BRIEF :: Pick out each line below containing "hair".

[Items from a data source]

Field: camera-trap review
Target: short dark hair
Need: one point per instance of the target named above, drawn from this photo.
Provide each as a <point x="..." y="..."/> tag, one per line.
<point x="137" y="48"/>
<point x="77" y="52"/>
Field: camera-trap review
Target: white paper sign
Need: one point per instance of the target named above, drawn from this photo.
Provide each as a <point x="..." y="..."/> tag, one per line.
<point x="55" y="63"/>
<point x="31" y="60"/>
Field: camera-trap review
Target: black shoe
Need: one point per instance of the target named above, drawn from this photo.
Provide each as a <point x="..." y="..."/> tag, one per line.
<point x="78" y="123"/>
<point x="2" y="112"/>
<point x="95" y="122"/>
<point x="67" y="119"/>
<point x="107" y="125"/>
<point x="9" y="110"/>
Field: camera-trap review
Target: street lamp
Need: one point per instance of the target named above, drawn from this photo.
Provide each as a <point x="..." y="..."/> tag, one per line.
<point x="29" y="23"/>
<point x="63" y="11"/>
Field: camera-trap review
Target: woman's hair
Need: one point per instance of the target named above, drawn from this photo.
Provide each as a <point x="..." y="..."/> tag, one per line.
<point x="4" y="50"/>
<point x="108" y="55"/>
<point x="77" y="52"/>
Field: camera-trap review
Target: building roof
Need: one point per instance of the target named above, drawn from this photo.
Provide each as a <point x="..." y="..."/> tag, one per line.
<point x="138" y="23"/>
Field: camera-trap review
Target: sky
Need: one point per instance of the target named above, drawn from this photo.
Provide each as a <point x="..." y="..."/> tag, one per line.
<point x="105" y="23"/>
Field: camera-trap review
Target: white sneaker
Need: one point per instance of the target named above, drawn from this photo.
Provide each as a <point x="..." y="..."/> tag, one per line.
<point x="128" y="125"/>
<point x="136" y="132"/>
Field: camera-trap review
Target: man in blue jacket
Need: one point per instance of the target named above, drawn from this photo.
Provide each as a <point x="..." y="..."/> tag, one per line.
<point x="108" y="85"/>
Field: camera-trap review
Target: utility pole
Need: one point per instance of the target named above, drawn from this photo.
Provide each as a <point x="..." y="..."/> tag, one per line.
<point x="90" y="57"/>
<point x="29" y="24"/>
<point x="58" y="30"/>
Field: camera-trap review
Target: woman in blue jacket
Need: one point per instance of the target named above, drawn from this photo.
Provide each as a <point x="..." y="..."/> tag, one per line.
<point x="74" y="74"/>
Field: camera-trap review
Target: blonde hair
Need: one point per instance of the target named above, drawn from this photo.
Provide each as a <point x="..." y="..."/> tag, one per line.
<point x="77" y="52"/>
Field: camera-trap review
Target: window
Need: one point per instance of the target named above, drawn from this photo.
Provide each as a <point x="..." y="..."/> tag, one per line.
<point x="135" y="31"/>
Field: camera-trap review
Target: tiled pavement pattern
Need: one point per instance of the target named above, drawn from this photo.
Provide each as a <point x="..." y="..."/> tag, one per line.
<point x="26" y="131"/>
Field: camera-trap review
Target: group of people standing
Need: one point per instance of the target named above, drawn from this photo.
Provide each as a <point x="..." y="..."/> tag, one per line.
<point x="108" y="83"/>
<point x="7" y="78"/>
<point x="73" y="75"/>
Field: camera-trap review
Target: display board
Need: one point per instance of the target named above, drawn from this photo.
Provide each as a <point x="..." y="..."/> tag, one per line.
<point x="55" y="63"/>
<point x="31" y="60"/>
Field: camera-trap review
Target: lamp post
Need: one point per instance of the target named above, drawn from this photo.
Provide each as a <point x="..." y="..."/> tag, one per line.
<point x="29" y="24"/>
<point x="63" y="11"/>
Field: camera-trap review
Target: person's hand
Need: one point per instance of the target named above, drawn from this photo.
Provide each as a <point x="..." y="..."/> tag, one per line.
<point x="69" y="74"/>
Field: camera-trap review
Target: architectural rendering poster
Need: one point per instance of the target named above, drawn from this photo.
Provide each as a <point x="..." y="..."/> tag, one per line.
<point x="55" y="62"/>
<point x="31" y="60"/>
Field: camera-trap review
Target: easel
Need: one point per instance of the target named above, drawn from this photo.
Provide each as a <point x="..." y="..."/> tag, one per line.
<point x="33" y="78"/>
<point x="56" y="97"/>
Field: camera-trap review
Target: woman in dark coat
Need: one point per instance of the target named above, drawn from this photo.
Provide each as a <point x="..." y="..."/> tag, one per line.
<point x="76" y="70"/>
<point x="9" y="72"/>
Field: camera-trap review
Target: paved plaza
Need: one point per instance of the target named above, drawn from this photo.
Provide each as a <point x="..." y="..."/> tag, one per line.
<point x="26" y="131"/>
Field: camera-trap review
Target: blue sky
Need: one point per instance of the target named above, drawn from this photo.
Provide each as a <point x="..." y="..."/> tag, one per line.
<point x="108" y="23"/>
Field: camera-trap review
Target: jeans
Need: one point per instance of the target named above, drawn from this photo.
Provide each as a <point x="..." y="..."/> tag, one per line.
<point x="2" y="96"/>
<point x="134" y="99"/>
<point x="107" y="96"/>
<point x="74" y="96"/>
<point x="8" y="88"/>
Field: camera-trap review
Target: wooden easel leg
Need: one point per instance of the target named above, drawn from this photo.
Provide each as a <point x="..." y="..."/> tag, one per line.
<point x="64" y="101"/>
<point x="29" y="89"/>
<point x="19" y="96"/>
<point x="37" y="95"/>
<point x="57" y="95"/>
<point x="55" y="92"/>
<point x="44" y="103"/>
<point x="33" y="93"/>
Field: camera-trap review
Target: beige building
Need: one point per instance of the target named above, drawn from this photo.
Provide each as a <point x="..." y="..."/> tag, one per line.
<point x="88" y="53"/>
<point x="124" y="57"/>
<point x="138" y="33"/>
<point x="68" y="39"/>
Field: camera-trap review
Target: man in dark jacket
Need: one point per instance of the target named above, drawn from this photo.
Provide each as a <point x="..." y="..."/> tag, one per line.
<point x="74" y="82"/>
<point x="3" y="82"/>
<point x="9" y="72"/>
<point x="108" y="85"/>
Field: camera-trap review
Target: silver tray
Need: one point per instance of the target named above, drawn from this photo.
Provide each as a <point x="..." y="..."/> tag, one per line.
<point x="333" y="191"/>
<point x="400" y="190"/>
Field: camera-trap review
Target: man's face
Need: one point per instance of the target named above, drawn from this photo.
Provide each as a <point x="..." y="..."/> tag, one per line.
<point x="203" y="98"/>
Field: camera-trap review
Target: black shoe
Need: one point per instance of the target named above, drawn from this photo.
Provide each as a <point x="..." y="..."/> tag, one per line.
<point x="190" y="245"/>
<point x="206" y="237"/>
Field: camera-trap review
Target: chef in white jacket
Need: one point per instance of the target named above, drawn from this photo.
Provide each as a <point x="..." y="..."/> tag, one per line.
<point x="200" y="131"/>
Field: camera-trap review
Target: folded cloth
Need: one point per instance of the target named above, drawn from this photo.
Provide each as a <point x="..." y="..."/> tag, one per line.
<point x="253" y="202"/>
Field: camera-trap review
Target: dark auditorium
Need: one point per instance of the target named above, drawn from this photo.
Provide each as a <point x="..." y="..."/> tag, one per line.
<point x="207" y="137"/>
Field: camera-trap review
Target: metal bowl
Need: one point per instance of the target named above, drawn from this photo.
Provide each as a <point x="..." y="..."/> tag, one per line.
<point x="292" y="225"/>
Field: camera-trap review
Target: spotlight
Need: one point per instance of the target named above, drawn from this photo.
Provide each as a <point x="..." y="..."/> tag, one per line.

WRITTEN ANSWER ::
Target: short dark hair
Target: woman's hair
Target: blonde hair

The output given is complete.